**Extrait du texte:**
::::

Aujourd'hui, sans argent, il n'y a plus d'art. Il n'y a plus que de l'expression individuelle nullement quantifiable, et nullement vouée à l'être, et indigne d'intérêt, puisque domine le principe socialiste, évidemment d'une mauvaise foi absolue, que tout individu se vaut.
Quand il se balade à travers les grandes salles solennelles d'un musée de renom, ce n'est pas l'objet d'art ou la signification qui sautent aux yeux du visiteur amateur d'art. Nous le savons. L'exposition commence dès que sa personne, si seulement elle est conditionnée à cette gymnastique de la coquetterie bizarroïde, s'atrophie du seul fait d'entrer dans un sanctuaire où les objets n'ont pas le prix qu'on leur accorde dans le monde « extérieur ». Au fond, le visiteur vient seulement s'assurer que l'argent exerce correctement sa capacité d'attribution de valeurs aux choses, et l'attribution d'une valeur artistique surpasse toutes les autres, elle démontre la quintessence du pouvoir de l'argent, pouvoir qu'il convoite par ailleurs, dans le domaine d'activité rationnel qui est le sien. Il s'identifie à ce pouvoir qu'il pratique à son échelle d'homme temporairement normal. Exactement comme l'obscurité soudaine d'une salle de cinéma isole son entendement, et connecte le temps du film ses propres désirs à des mannes fictives de satisfaction (qui s'élargissent beaucoup plus vite qu'elles ne contentent). Il contemple sans les voir, les objets et les associations les plus insignifiantes se transformer sous ses yeux en amulettes précieuses. L'objet d'art met en scène l'Art. L'objet principal sert de mise en scène. Il sert à alimenter la foi contemporaine dans l'art, et le marché inaccessible qui tout entier dépend d'une illumination populaire. C'est là tout le paradoxe du concept art, et du mensonge qu'il transporte tout du long de son histoire, en se prétendant un art libérateur et démocratique. Son ambition originelle s'est renversée. La révolution roule en sens inverse.

::::

**Section des données:**
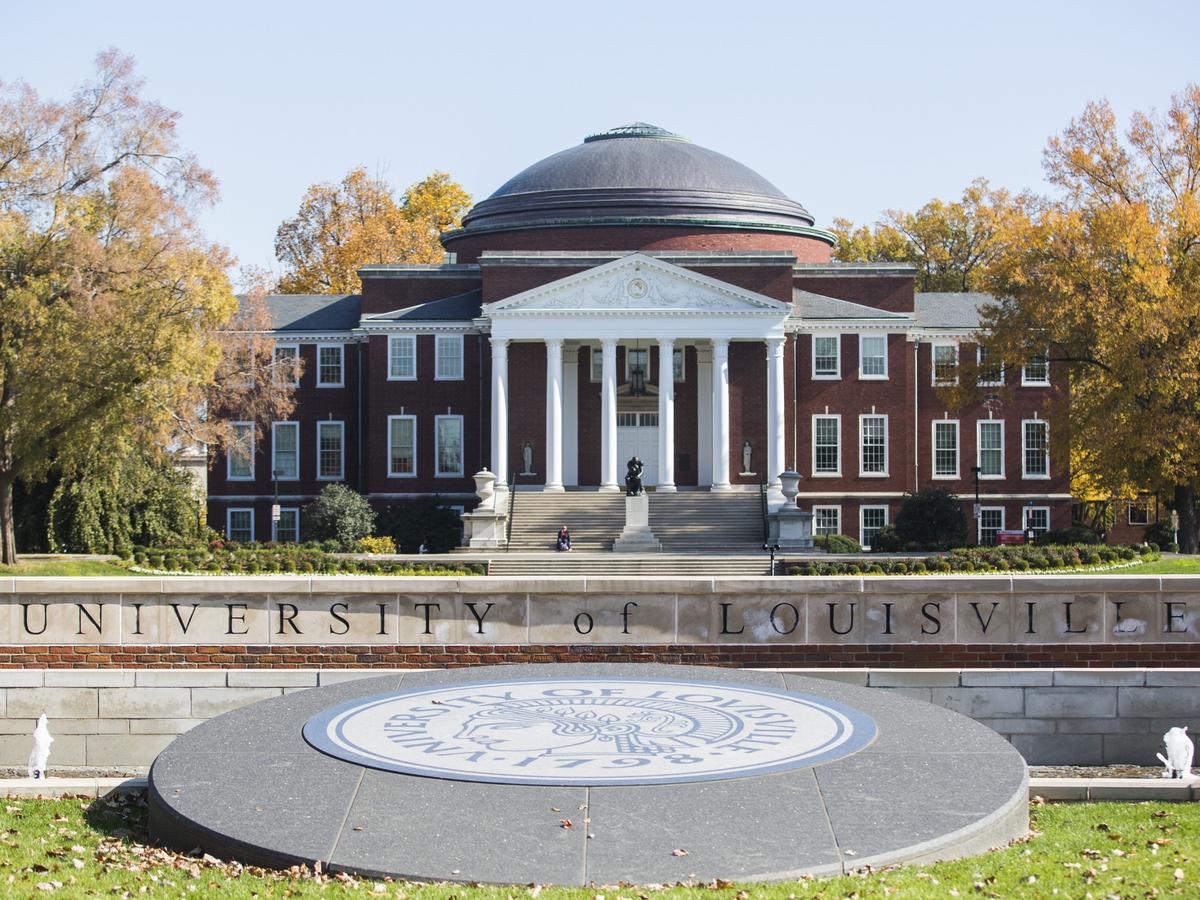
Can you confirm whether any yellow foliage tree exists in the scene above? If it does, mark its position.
[275,168,470,294]
[983,84,1200,552]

::::

**Tâche demandée 1:**
D'après l'extrait sur l'art et l'argent, de quoi le visiteur vient-il seulement s'assurer au musée ?
**Tâche demandée 2:**
Transcrivez le passage de l'extrait sur l'art et l'argent qui commence aux mots « Aujourd'hui, sans argent, il » et s'arrête après les mots « individu se vaut. ».

**Solution rédigée 1:**
Il vient seulement s'assurer que l'argent exerce correctement sa capacité d'attribution de valeurs aux choses.

**Solution rédigée 2:**
Aujourd'hui, sans argent, il n'y a plus d'art. Il n'y a plus que de l'expression individuelle nullement quantifiable, et nullement vouée à l'être, et indigne d'intérêt, puisque domine le principe socialiste, évidemment d'une mauvaise foi absolue, que tout individu se vaut.